## Provided text
__________________________________________________

You work for a company for 30 years, acquire a skill, and then join a new, smaller company doing the same job. You think you have reached a certain level of success. But, no, you have not. That is Teresa Jackson’s exprience. She worked for the Scooter Store in Newe Braunfels, Texas for over 31 years as a sales representative. She left to join Patient’s Choice, LLP of Arlington Heights, Illinois. Patient’s Choice is a competitor of the Scooter Store.
The Scooter Store sent a cease and desist letter to Ms. jackson and filed suit. They later added Patient’s Choice to the lawsuit. So, Patient’s Choice fired Ms. Jackson to get out of the lawsuit. Patient’s Choice offered to rehire Ms. Jackson if she settled the case with the Scooter Store. But, she reached an agreement with Scooter Store not to work for any competitors for two years. She said she tried to find a lawyer to help her. She spoke to 17 lawyers but could not find anyone to help her.
The Scooter Store said it would suffer irreparable injury if Ms. Jackson was not stopped. Meaning apparently, that the Scooter Store sought a temporary restraining order stopping her from selling scooters for any competitors. Ms. Jackson denies the Store’s claims. She says she has no trade secrets. She just knocks on doctor’s doors until someone buys a scooter. Ms. Jackson says she was railroaded.
I am sure she is correct. Ms. Jackson must have signed a non-compete agreement with the Scooter Store. Texas has a statute that addresses the permissible limits of a non-compete agreement. Judges impose some limits. But, still a valid non-compete agreement will impose a time limit and a geographic limit on a worker going to work for a competitor. Two years is about as long as any court will allow such an agreement. The geographic limits can include states or regions. The law, in effect, recognizes a temporary, local sort of slavery. It is part of the price we pay to support businesses and "job growth."
As I have explained to many potential clients, there is no guarantee that the law will be fair. Ms. Jackson cannot work for a competitor for two years. She cannot do work in which she has surely found some success. But, in the meantime, she must pay her bills and will likely end up in a new industry doing some new job for much less pay. In two years, employers like People’s Choice may not want her skills. See San Antonio Express News report.
Yes, its is hard to find an employment lawyer. We are out here. But, even if Ms. Jackson did find one of us, there may have ben nothing anyone could do. Most employers know how to draft a non-compete agreement to make it binding. The NFL has free agency. Local business does not.

__________________________________________________

Stored data entries:
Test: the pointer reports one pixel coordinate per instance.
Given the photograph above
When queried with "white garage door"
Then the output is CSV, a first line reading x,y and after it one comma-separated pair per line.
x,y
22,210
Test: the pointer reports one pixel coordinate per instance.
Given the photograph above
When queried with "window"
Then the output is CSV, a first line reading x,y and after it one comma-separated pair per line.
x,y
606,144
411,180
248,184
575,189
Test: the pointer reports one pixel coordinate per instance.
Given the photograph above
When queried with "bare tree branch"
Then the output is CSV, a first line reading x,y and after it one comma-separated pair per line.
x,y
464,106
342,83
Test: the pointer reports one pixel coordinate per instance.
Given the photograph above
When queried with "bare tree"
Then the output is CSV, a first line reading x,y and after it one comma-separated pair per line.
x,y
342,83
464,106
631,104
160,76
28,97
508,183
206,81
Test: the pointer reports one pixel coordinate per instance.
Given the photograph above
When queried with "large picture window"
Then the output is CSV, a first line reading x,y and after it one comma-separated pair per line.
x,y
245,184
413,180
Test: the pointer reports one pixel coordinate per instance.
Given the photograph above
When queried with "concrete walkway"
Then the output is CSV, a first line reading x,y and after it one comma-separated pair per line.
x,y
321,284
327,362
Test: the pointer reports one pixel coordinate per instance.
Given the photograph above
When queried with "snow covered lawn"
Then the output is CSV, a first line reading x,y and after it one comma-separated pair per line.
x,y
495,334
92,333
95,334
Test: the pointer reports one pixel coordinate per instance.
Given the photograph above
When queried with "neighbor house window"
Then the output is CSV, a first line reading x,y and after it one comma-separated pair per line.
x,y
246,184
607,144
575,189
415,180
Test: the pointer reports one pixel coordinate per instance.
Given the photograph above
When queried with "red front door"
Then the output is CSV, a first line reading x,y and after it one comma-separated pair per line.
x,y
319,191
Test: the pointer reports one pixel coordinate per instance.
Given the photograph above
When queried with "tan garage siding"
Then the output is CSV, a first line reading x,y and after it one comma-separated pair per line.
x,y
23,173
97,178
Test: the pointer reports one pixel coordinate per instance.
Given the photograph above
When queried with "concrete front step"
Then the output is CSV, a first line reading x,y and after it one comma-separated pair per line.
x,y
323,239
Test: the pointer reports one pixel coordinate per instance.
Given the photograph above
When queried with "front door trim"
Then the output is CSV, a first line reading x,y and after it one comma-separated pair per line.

__________________________________________________

## Goal of the exercise
From the text about Teresa Jackson's non-compete case, return word for word the part that begins with the words containing "You work for" and ends with "of the Scooter Store.".

## Worked solution
You work for a company for 30 years, acquire a skill, and then join a new, smaller company doing the same job. You think you have reached a certain level of success. But, no, you have not. That is Teresa Jackson’s exprience. She worked for the Scooter Store in Newe Braunfels, Texas for over 31 years as a sales representative. She left to join Patient’s Choice, LLP of Arlington Heights, Illinois. Patient’s Choice is a competitor of the Scooter Store.